***** Supplied material
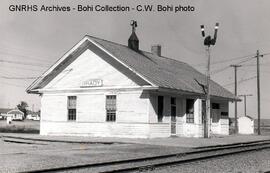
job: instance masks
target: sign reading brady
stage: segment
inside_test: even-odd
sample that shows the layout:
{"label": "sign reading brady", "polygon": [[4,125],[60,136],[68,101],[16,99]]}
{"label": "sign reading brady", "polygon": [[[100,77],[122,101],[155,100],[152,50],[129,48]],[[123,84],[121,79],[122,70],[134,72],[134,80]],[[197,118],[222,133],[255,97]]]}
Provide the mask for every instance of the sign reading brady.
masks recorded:
{"label": "sign reading brady", "polygon": [[103,81],[101,79],[88,79],[83,81],[81,87],[99,87],[103,85]]}

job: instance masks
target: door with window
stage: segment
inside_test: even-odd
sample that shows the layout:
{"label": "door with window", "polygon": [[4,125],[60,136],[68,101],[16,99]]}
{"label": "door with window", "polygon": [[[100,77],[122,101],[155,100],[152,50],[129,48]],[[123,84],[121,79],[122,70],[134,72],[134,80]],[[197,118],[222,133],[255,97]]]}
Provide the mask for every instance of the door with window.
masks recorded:
{"label": "door with window", "polygon": [[176,98],[171,97],[171,135],[176,135]]}

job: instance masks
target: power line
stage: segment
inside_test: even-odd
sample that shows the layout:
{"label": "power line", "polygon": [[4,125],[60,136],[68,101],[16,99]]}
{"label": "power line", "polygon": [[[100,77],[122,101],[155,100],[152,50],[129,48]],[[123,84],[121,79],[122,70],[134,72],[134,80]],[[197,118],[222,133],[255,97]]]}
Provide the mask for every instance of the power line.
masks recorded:
{"label": "power line", "polygon": [[32,59],[34,61],[43,61],[45,63],[52,63],[52,61],[48,61],[48,60],[45,60],[45,59],[42,59],[42,58],[33,58],[33,57],[29,57],[29,56],[25,56],[25,55],[20,55],[20,54],[16,54],[16,53],[4,52],[4,51],[1,51],[1,50],[0,50],[0,54],[3,54],[3,55],[13,55],[13,56],[17,56],[17,57],[23,57],[23,58],[26,58],[26,59]]}
{"label": "power line", "polygon": [[4,79],[36,79],[38,77],[8,77],[8,76],[3,76],[3,75],[0,75],[1,78],[4,78]]}
{"label": "power line", "polygon": [[[237,60],[237,59],[249,58],[251,56],[254,57],[255,55],[254,54],[250,54],[250,55],[241,56],[241,57],[234,57],[234,58],[230,58],[230,59],[226,59],[226,60],[214,61],[214,62],[211,63],[211,65],[216,65],[216,64],[231,62],[232,60]],[[205,65],[204,63],[193,64],[193,66],[204,66],[204,65]]]}
{"label": "power line", "polygon": [[3,82],[3,81],[1,81],[0,84],[10,85],[10,86],[19,87],[19,88],[26,88],[26,86],[22,86],[22,85],[18,85],[18,84],[13,84],[13,83],[8,83],[8,82]]}
{"label": "power line", "polygon": [[26,63],[26,62],[20,62],[20,61],[9,61],[9,60],[3,60],[0,59],[0,62],[4,62],[4,63],[10,63],[10,64],[20,64],[20,65],[29,65],[29,66],[38,66],[38,67],[49,67],[49,66],[45,66],[44,64],[37,64],[37,63]]}
{"label": "power line", "polygon": [[23,67],[12,67],[12,66],[1,66],[2,68],[8,68],[8,69],[21,69],[21,70],[28,70],[28,71],[36,71],[36,72],[42,72],[44,71],[43,69],[30,69],[30,68],[23,68]]}
{"label": "power line", "polygon": [[[252,77],[249,77],[249,78],[246,78],[246,79],[242,79],[242,80],[238,81],[238,84],[243,83],[245,81],[249,81],[249,80],[255,79],[255,78],[257,78],[257,76],[252,76]],[[228,84],[225,84],[225,85],[222,85],[222,86],[225,87],[225,86],[230,86],[232,84],[234,84],[234,82],[228,83]]]}

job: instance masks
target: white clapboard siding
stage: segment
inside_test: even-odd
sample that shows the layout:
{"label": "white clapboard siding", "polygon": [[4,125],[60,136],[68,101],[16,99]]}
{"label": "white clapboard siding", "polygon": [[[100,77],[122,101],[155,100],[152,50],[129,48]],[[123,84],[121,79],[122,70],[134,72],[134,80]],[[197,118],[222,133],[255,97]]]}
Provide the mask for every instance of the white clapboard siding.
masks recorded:
{"label": "white clapboard siding", "polygon": [[78,88],[83,81],[101,79],[104,87],[137,86],[89,49],[56,76],[45,89]]}

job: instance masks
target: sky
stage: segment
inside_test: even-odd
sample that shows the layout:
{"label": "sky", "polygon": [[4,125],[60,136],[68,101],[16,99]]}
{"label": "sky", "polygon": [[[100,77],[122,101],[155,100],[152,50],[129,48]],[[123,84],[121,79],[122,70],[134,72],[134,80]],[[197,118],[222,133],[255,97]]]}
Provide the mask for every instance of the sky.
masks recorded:
{"label": "sky", "polygon": [[[173,5],[192,6],[185,12],[41,12],[10,11],[11,5]],[[0,2],[0,107],[15,107],[26,101],[29,109],[40,108],[40,96],[27,94],[26,88],[85,35],[127,44],[130,21],[136,20],[140,49],[150,51],[160,44],[162,55],[206,72],[207,56],[200,25],[213,35],[219,22],[216,45],[211,47],[211,79],[234,92],[234,69],[239,64],[238,94],[247,97],[247,114],[257,116],[256,51],[260,58],[261,117],[270,118],[270,1],[268,0],[43,0]],[[244,115],[243,101],[238,115]],[[230,116],[234,105],[230,104]]]}

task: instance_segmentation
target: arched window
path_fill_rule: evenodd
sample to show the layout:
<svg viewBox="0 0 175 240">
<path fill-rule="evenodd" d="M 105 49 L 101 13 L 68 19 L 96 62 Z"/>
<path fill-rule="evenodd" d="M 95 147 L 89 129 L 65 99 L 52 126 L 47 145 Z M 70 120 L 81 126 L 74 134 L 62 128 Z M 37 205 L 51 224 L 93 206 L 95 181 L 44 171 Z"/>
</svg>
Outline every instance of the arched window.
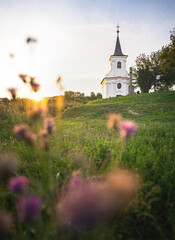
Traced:
<svg viewBox="0 0 175 240">
<path fill-rule="evenodd" d="M 121 83 L 117 83 L 117 88 L 120 89 L 122 87 Z"/>
<path fill-rule="evenodd" d="M 121 62 L 117 62 L 117 68 L 121 68 L 122 64 Z"/>
</svg>

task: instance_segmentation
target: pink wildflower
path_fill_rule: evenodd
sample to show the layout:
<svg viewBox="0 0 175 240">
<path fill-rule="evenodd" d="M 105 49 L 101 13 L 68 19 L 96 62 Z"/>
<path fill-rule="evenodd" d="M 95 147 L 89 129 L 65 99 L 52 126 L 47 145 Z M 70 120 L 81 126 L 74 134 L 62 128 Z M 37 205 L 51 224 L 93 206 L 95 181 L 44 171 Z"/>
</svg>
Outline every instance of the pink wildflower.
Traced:
<svg viewBox="0 0 175 240">
<path fill-rule="evenodd" d="M 8 88 L 7 90 L 11 94 L 12 99 L 16 99 L 16 97 L 17 97 L 17 89 L 16 88 Z"/>
<path fill-rule="evenodd" d="M 51 134 L 55 130 L 55 123 L 53 118 L 44 119 L 44 128 L 47 130 L 49 134 Z"/>
<path fill-rule="evenodd" d="M 49 134 L 46 129 L 40 131 L 40 145 L 43 149 L 48 150 L 50 144 Z"/>
<path fill-rule="evenodd" d="M 13 228 L 12 216 L 5 212 L 0 212 L 0 239 L 7 239 Z"/>
</svg>

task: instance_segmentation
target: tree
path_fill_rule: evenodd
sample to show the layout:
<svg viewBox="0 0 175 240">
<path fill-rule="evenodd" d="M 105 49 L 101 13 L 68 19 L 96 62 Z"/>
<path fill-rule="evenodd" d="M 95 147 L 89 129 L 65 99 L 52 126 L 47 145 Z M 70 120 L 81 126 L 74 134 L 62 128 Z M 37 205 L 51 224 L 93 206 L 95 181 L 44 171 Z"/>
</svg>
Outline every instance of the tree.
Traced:
<svg viewBox="0 0 175 240">
<path fill-rule="evenodd" d="M 154 81 L 153 71 L 151 69 L 151 61 L 149 55 L 140 54 L 136 59 L 136 67 L 134 68 L 134 76 L 136 84 L 143 93 L 148 93 Z"/>
<path fill-rule="evenodd" d="M 154 92 L 158 91 L 163 87 L 163 76 L 164 73 L 161 68 L 160 64 L 160 54 L 161 51 L 158 50 L 157 52 L 152 52 L 150 55 L 150 70 L 153 74 L 153 88 Z"/>
<path fill-rule="evenodd" d="M 136 84 L 142 92 L 149 92 L 153 87 L 154 92 L 163 89 L 164 73 L 160 64 L 161 51 L 152 52 L 150 55 L 140 54 L 136 59 L 134 76 Z"/>
<path fill-rule="evenodd" d="M 170 44 L 162 48 L 159 59 L 164 72 L 164 84 L 172 87 L 175 84 L 175 28 L 170 31 Z"/>
</svg>

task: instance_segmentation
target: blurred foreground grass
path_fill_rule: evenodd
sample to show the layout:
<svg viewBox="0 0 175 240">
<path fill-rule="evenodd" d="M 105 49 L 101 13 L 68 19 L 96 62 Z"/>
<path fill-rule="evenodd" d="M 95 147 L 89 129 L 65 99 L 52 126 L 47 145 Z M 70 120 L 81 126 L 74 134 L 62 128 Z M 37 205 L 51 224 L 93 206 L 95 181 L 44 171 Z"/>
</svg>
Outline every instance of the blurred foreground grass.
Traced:
<svg viewBox="0 0 175 240">
<path fill-rule="evenodd" d="M 67 183 L 74 170 L 85 175 L 101 174 L 109 169 L 125 167 L 136 170 L 142 177 L 142 189 L 129 212 L 113 222 L 90 232 L 71 234 L 55 230 L 53 209 L 46 208 L 43 218 L 31 235 L 24 237 L 20 225 L 11 239 L 174 239 L 175 237 L 175 92 L 160 92 L 96 100 L 72 107 L 55 118 L 57 130 L 48 152 L 38 144 L 31 148 L 13 136 L 13 126 L 27 123 L 35 131 L 42 123 L 33 124 L 26 116 L 25 103 L 0 102 L 0 151 L 19 156 L 20 174 L 31 182 L 31 191 L 40 194 L 46 205 L 52 206 L 55 193 Z M 26 105 L 27 104 L 27 105 Z M 138 132 L 126 142 L 118 133 L 109 132 L 109 113 L 120 113 L 134 120 Z M 121 149 L 123 152 L 121 154 Z M 80 161 L 81 159 L 81 161 Z M 107 165 L 103 161 L 107 159 Z M 59 174 L 58 174 L 59 173 Z M 59 178 L 56 181 L 56 175 Z M 14 196 L 0 183 L 0 207 L 15 211 Z"/>
</svg>

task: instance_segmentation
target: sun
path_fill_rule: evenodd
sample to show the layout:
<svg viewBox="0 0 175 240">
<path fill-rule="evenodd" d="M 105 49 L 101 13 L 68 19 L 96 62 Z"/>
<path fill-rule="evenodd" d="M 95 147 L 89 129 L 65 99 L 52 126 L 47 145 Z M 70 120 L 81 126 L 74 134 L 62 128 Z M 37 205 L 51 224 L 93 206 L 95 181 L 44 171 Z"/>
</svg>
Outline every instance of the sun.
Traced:
<svg viewBox="0 0 175 240">
<path fill-rule="evenodd" d="M 30 98 L 30 99 L 33 99 L 33 100 L 36 100 L 36 101 L 40 101 L 40 100 L 43 98 L 43 94 L 42 94 L 41 91 L 36 92 L 36 93 L 32 92 L 32 93 L 30 94 L 30 97 L 29 97 L 29 98 Z"/>
</svg>

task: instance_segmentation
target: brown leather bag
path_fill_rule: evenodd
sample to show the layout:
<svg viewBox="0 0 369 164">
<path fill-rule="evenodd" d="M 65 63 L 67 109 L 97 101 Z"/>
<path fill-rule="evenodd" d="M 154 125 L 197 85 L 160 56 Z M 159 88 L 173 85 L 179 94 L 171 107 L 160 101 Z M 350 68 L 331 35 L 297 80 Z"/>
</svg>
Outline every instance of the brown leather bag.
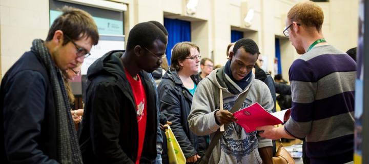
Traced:
<svg viewBox="0 0 369 164">
<path fill-rule="evenodd" d="M 280 144 L 275 155 L 273 157 L 273 164 L 295 164 L 295 160 L 290 153 L 283 147 L 282 141 Z"/>
</svg>

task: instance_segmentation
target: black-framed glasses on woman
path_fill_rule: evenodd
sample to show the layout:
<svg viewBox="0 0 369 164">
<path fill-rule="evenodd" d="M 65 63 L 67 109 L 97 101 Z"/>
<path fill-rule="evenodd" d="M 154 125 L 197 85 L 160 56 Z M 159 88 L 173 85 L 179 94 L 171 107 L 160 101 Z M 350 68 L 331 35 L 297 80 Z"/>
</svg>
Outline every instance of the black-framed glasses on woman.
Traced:
<svg viewBox="0 0 369 164">
<path fill-rule="evenodd" d="M 292 25 L 293 25 L 293 23 L 294 22 L 292 22 L 292 23 L 291 25 L 290 25 L 290 26 L 287 26 L 287 27 L 286 27 L 285 29 L 284 29 L 284 30 L 283 30 L 283 34 L 284 34 L 284 36 L 285 36 L 287 37 L 290 37 L 290 33 L 288 32 L 288 29 L 289 28 L 290 28 L 291 27 L 291 26 L 292 26 Z M 296 23 L 296 24 L 297 25 L 297 26 L 300 25 L 298 23 Z"/>
<path fill-rule="evenodd" d="M 167 55 L 166 55 L 165 54 L 163 54 L 160 55 L 160 56 L 158 56 L 155 54 L 154 54 L 153 52 L 151 52 L 151 51 L 149 50 L 149 49 L 148 49 L 146 47 L 144 47 L 144 48 L 145 49 L 145 50 L 149 51 L 151 54 L 152 54 L 153 56 L 156 57 L 159 60 L 162 60 L 162 59 L 165 58 L 167 56 Z"/>
<path fill-rule="evenodd" d="M 186 58 L 186 59 L 191 59 L 191 60 L 194 60 L 194 59 L 198 59 L 199 60 L 199 59 L 201 59 L 201 55 L 198 55 L 194 56 L 191 56 L 191 57 L 186 57 L 186 58 Z"/>
<path fill-rule="evenodd" d="M 91 55 L 91 53 L 90 52 L 87 52 L 87 50 L 86 49 L 85 49 L 82 48 L 82 47 L 79 46 L 78 45 L 77 45 L 77 44 L 76 44 L 75 42 L 74 42 L 73 40 L 72 40 L 72 39 L 71 39 L 71 38 L 69 37 L 69 36 L 67 36 L 67 35 L 65 35 L 65 34 L 64 35 L 64 36 L 65 36 L 65 37 L 67 38 L 67 39 L 69 40 L 69 41 L 72 42 L 72 44 L 73 44 L 73 45 L 74 45 L 74 47 L 77 49 L 77 53 L 76 54 L 77 54 L 77 57 L 79 57 L 84 56 L 85 58 L 86 58 L 86 57 L 88 57 L 89 56 Z"/>
<path fill-rule="evenodd" d="M 72 69 L 71 69 L 70 70 L 72 70 L 72 71 L 73 71 L 73 72 L 74 73 L 74 74 L 75 74 L 76 75 L 78 75 L 78 73 L 79 73 L 79 71 L 74 71 L 74 70 Z"/>
</svg>

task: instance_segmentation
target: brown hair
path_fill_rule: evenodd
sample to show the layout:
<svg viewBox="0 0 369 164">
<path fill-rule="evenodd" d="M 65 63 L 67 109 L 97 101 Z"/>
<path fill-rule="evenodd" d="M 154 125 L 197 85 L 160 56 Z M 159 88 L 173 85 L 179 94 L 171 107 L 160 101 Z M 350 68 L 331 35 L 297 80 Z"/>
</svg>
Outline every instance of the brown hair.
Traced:
<svg viewBox="0 0 369 164">
<path fill-rule="evenodd" d="M 90 14 L 68 6 L 64 7 L 62 10 L 63 14 L 54 20 L 49 30 L 46 41 L 52 39 L 55 31 L 61 30 L 64 35 L 73 40 L 88 37 L 91 38 L 93 45 L 97 44 L 99 39 L 97 26 Z M 64 39 L 63 45 L 66 45 L 69 41 Z"/>
<path fill-rule="evenodd" d="M 205 58 L 202 58 L 201 60 L 201 61 L 200 61 L 200 65 L 205 65 L 205 62 L 206 62 L 206 61 L 210 61 L 210 62 L 211 62 L 211 63 L 212 63 L 214 64 L 214 62 L 213 62 L 213 60 L 212 60 L 212 59 L 210 59 L 210 58 L 209 58 L 205 57 Z"/>
<path fill-rule="evenodd" d="M 184 60 L 186 57 L 190 56 L 191 52 L 190 49 L 195 48 L 199 53 L 200 48 L 197 45 L 189 42 L 183 42 L 176 44 L 173 47 L 172 52 L 172 57 L 171 57 L 171 68 L 179 71 L 182 69 L 182 66 L 179 65 L 179 61 Z"/>
<path fill-rule="evenodd" d="M 287 17 L 291 23 L 296 21 L 307 27 L 315 27 L 320 31 L 324 20 L 324 13 L 316 4 L 307 1 L 294 6 L 289 11 Z"/>
<path fill-rule="evenodd" d="M 162 62 L 161 62 L 161 64 L 160 65 L 160 66 L 161 67 L 161 68 L 163 69 L 166 71 L 168 70 L 168 59 L 167 59 L 167 57 L 164 57 L 162 60 Z"/>
<path fill-rule="evenodd" d="M 227 51 L 225 52 L 225 55 L 226 55 L 225 56 L 228 57 L 228 56 L 229 55 L 229 54 L 228 54 L 228 51 L 229 51 L 229 49 L 230 49 L 230 48 L 231 48 L 231 46 L 234 45 L 235 44 L 235 43 L 231 43 L 229 44 L 229 45 L 228 45 L 228 46 L 227 47 Z"/>
</svg>

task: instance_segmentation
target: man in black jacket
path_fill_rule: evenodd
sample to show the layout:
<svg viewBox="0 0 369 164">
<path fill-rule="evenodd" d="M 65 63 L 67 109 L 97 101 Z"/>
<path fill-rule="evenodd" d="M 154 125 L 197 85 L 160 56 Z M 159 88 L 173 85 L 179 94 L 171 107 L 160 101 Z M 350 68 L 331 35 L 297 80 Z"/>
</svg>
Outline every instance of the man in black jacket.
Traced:
<svg viewBox="0 0 369 164">
<path fill-rule="evenodd" d="M 82 163 L 60 72 L 98 41 L 91 16 L 65 7 L 46 41 L 36 39 L 1 84 L 1 163 Z"/>
<path fill-rule="evenodd" d="M 126 51 L 111 51 L 90 67 L 79 138 L 85 163 L 155 160 L 156 99 L 148 72 L 161 64 L 167 42 L 155 25 L 140 23 L 131 30 Z"/>
</svg>

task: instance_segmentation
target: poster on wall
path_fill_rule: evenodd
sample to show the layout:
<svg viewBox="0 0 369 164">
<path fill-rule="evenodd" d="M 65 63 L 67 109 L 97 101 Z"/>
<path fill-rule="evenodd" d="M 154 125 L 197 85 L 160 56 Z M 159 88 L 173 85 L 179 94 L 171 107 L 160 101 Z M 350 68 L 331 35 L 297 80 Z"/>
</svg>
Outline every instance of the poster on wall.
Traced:
<svg viewBox="0 0 369 164">
<path fill-rule="evenodd" d="M 364 75 L 364 1 L 360 0 L 359 5 L 359 34 L 356 56 L 356 81 L 355 84 L 355 141 L 354 161 L 355 164 L 362 163 L 363 148 L 363 111 L 364 109 L 363 75 Z M 366 2 L 366 3 L 367 3 Z"/>
<path fill-rule="evenodd" d="M 93 46 L 91 49 L 91 55 L 85 58 L 81 68 L 81 73 L 82 75 L 87 74 L 90 66 L 107 52 L 114 50 L 124 50 L 125 48 L 124 37 L 100 35 L 98 44 Z"/>
</svg>

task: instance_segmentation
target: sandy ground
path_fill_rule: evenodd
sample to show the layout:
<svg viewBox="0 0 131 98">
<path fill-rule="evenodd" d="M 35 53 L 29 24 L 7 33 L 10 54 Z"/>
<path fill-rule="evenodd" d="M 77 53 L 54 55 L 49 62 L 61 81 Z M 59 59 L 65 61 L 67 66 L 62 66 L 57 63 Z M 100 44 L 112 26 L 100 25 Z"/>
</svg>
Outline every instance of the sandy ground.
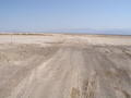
**********
- _Task statement_: How many lines of the items above contain the word "tree"? Give only the number.

- _Final result_: 2